(Records of labeled points)
# # # # # # #
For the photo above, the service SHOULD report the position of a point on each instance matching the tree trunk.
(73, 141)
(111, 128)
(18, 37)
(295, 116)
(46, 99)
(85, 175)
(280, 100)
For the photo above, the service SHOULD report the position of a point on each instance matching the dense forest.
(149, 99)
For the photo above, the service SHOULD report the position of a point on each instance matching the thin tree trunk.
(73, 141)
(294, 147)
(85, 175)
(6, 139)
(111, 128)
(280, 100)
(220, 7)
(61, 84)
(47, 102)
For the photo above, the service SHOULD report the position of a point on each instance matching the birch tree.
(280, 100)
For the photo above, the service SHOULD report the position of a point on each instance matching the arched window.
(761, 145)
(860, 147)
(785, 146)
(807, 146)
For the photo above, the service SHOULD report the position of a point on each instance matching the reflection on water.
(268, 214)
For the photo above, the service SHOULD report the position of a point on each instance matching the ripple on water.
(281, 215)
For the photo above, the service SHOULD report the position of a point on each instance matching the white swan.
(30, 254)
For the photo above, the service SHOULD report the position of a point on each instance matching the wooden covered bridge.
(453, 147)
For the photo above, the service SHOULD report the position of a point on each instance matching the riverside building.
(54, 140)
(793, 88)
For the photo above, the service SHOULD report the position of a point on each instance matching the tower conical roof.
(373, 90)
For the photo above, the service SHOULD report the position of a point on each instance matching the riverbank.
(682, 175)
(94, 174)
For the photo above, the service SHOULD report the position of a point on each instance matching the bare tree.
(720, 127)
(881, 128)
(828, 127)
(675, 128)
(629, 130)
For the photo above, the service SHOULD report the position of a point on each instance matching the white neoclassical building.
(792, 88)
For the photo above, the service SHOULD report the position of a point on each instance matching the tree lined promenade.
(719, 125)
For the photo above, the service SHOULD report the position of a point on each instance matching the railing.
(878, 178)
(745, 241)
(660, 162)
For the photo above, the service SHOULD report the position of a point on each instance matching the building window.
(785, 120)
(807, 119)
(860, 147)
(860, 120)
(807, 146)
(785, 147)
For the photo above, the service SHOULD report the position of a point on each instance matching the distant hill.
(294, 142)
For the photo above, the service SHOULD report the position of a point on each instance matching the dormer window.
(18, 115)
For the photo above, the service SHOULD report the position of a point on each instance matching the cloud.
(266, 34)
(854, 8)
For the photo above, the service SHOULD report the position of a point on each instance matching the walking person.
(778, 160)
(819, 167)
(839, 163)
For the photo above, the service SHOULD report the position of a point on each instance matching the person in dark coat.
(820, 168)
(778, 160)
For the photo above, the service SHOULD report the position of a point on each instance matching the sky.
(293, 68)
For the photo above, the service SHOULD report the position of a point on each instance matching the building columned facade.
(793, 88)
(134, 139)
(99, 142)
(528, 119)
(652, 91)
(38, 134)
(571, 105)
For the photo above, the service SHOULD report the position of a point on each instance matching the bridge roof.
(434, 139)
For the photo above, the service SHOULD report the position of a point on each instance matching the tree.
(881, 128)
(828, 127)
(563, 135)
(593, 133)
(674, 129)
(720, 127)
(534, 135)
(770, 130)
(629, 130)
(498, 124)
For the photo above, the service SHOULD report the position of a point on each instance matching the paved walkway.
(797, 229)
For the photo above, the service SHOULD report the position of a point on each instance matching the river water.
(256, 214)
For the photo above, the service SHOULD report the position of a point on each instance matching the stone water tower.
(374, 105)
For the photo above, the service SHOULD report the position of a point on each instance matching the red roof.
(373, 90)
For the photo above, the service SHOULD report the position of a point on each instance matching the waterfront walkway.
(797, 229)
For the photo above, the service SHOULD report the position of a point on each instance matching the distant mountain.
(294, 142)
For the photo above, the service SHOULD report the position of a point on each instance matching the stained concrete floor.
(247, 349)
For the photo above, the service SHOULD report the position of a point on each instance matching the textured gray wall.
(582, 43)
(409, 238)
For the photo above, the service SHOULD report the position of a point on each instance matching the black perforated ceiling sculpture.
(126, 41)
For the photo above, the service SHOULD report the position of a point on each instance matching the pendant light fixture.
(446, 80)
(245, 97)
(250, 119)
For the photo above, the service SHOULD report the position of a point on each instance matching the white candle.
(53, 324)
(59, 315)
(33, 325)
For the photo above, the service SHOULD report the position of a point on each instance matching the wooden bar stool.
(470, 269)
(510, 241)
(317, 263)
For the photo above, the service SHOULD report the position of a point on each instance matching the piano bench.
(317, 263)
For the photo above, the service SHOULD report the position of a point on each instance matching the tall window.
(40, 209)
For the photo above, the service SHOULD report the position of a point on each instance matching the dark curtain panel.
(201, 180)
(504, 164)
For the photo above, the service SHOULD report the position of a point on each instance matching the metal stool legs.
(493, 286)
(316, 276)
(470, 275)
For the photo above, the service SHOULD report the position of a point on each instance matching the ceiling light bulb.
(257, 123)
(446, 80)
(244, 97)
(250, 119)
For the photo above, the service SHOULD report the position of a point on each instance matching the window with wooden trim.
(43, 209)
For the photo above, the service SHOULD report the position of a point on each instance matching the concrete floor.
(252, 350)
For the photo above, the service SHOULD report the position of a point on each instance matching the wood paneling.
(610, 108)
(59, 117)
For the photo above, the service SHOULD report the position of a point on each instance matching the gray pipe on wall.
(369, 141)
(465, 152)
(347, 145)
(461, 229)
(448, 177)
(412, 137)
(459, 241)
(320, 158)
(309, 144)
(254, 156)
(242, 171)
# # # # # # #
### DIRECTION
Lay out the lines of all the items above as a numbered list, omitting any blank lines.

### COMPLETE RESPONSE
1. For the photo above, the service SHOULD report the position of a point on each instance matching the tree trunk.
2. (73, 141)
3. (111, 128)
4. (18, 37)
5. (295, 116)
6. (46, 99)
7. (85, 175)
8. (280, 100)
9. For the photo above, the service SHOULD report the position of a point on each instance matching the dense forest.
10. (149, 99)
11. For the photo above, the service SHOULD report the position of a point on each instance matching the thin tree trunk.
12. (73, 141)
13. (294, 147)
14. (85, 175)
15. (6, 139)
16. (111, 128)
17. (280, 100)
18. (220, 7)
19. (61, 84)
20. (47, 102)
21. For the photo above, the service SHOULD report the position of a point on each instance matching the birch tree.
22. (280, 100)
23. For the photo above, the service SHOULD report the position of a point on each instance matching the arched window.
24. (761, 145)
25. (860, 147)
26. (785, 146)
27. (807, 146)
28. For the photo above, the service SHOULD report the position of a point on each instance matching the reflection on water.
29. (268, 214)
30. For the photo above, the service SHOULD report the position of a point on each instance matching the ripple on water.
31. (281, 215)
32. For the photo above, the service SHOULD report the position of a point on each instance matching the white swan.
33. (30, 254)
34. For the photo above, the service SHOULD report the position of a point on each instance matching the wooden covered bridge.
35. (453, 147)
36. For the photo above, the service SHOULD report the position of a point on each instance matching the riverside building.
37. (54, 140)
38. (793, 88)
39. For the photo above, the service SHOULD report the position of a point on each instance matching the tower conical roof.
40. (373, 90)
41. For the photo above, the service SHOULD report the position of a point on each instance matching the riverbank.
42. (682, 175)
43. (94, 174)
44. For the photo above, the service SHOULD report the position of a point on each instance matching the bare tree.
45. (720, 127)
46. (881, 128)
47. (828, 127)
48. (675, 128)
49. (629, 130)
50. For the photo above, the service SHOULD report the position of a point on each instance matching the white neoclassical building.
51. (792, 88)
52. For the photo above, the service SHOULD report the position of a point on each instance matching the tree lined promenade.
53. (719, 125)
54. For the photo above, the service SHOULD report the position of a point on each instance matching the railing.
55. (878, 178)
56. (745, 241)
57. (660, 162)
58. For the photo above, the service SHOULD report the position of a point on each instance matching the building window.
59. (785, 120)
60. (807, 119)
61. (860, 147)
62. (860, 120)
63. (807, 146)
64. (785, 147)
65. For the photo above, the service SHOULD report the position of a point on each instance matching the distant hill.
66. (294, 142)
67. For the photo above, the service SHOULD report the position of a point on each instance matching the dormer window.
68. (18, 115)
69. For the photo above, the service SHOULD report the position of a point on each instance matching the cloud.
70. (266, 34)
71. (854, 8)
72. For the photo above, the service SHOULD report the position of a point on each instance matching the walking person.
73. (778, 160)
74. (819, 167)
75. (839, 163)
76. For the photo above, the service SHOULD report the position of a point on each instance matching the person in dark coat.
77. (820, 168)
78. (778, 160)
79. For the photo above, the service SHOULD report the position of a point on each instance matching the sky.
80. (293, 68)
81. For the photo above, the service SHOULD report the position of a point on each instance matching the building columned facade.
82. (793, 88)
83. (134, 139)
84. (99, 142)
85. (528, 119)
86. (652, 91)
87. (38, 134)
88. (571, 105)
89. For the photo above, the service SHOULD report the position of a point on each instance matching the bridge roof.
90. (434, 139)
91. For the photo above, the service SHOULD report the position of a point on each instance matching the tree.
92. (881, 128)
93. (828, 127)
94. (563, 135)
95. (593, 133)
96. (674, 129)
97. (720, 127)
98. (534, 135)
99. (770, 130)
100. (629, 130)
101. (498, 124)
102. For the photo above, the service SHOULD report the position of a point on each instance matching the paved walkway.
103. (797, 229)
104. For the photo above, the service SHOULD report the position of a point on each instance matching the river water.
105. (256, 214)
106. For the photo above, the service SHOULD report the position of a point on each instance matching the stone water tower.
107. (374, 105)
108. For the photo above, the service SHOULD report the position of a point on each instance matching the red roof.
109. (373, 90)
110. For the photo above, the service SHOULD report the position of a point on each instance matching the waterfront walkway.
111. (797, 229)
112. For the photo above, the service SHOULD report the position of a point on each instance matching the distant mountain.
113. (294, 142)
114. For the photo above, the service SHOULD report the position of a point on each instance matching the stained concrete floor.
115. (247, 349)
116. For the photo above, the service SHOULD report the position of a point on each instance matching the textured gray wall.
117. (582, 43)
118. (409, 238)
119. For the photo above, the service SHOULD report the position of a point on each instance matching the black perforated ceiling sculpture.
120. (126, 41)
121. For the photo above, the service SHOULD report the position of a point on each instance matching the pendant light fixture.
122. (446, 80)
123. (245, 97)
124. (250, 119)
125. For the photo above, the service SHOULD report the position of a point on each instance matching the white candle.
126. (53, 324)
127. (59, 315)
128. (33, 325)
129. For the photo above, the service SHOULD report the position of a point on each instance matching the wooden bar stool.
130. (470, 269)
131. (510, 241)
132. (317, 263)
133. For the photo above, the service SHOULD report the position of a point on each instance matching the piano bench.
134. (317, 263)
135. For the photo above, the service SHOULD report the position of a point on each instance matching the tall window.
136. (40, 209)
137. For the photo above, the service SHOULD report the position of a point on each instance matching the dark curtain panel.
138. (201, 180)
139. (504, 164)
140. For the photo above, the service SHOULD report the position of a point on each instance matching the metal stool legs.
141. (493, 286)
142. (316, 276)
143. (470, 275)
144. For the photo above, the service SHOULD report the position of a point on each instance matching the ceiling light bulb.
145. (257, 123)
146. (446, 80)
147. (244, 97)
148. (250, 119)
149. For the photo above, the service SHOULD report the position of a point on each instance matching the window with wooden trim.
150. (43, 209)
151. For the photo above, the service SHOULD report the position of a point on each instance matching the concrete floor.
152. (252, 350)
153. For the photo above, the service SHOULD report the position of a point on each instance matching the wood paneling.
154. (610, 108)
155. (59, 117)
156. For the photo above, the service SHOULD report the position of a point on each instance matching the gray pipe on wall.
157. (369, 141)
158. (465, 152)
159. (347, 145)
160. (461, 229)
161. (448, 177)
162. (412, 137)
163. (459, 241)
164. (320, 158)
165. (309, 144)
166. (254, 156)
167. (242, 171)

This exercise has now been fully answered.